MATERIALS PROVIDED:
· · · · ·
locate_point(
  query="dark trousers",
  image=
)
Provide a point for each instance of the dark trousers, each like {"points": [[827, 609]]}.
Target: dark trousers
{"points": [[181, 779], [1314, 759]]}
· · · · ·
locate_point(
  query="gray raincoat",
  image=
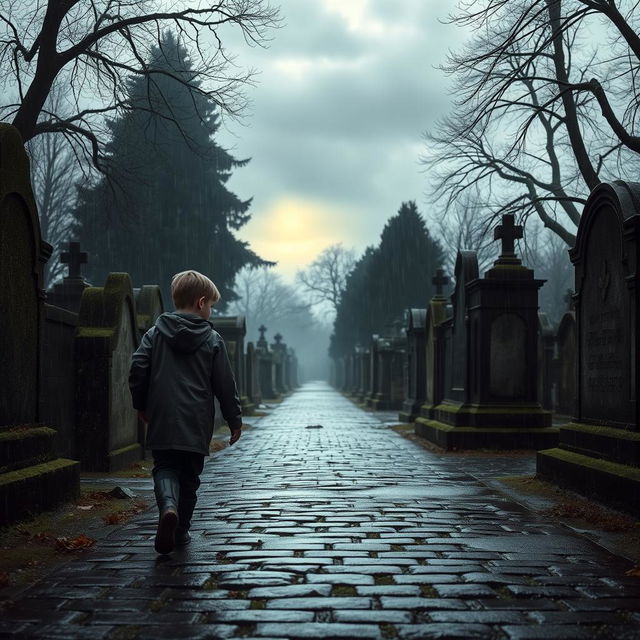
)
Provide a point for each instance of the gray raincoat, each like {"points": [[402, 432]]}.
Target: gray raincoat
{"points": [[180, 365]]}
· · · · ·
EXERCISE INSTRUCTIONS: Pull out every line of the material above that contains the word "trousers", matching uppercase and lowercase exactly.

TASK ANSWER:
  query="dark trousers",
Provide a point for each instance of the dark trousers, each like {"points": [[827, 609]]}.
Target: dark trousers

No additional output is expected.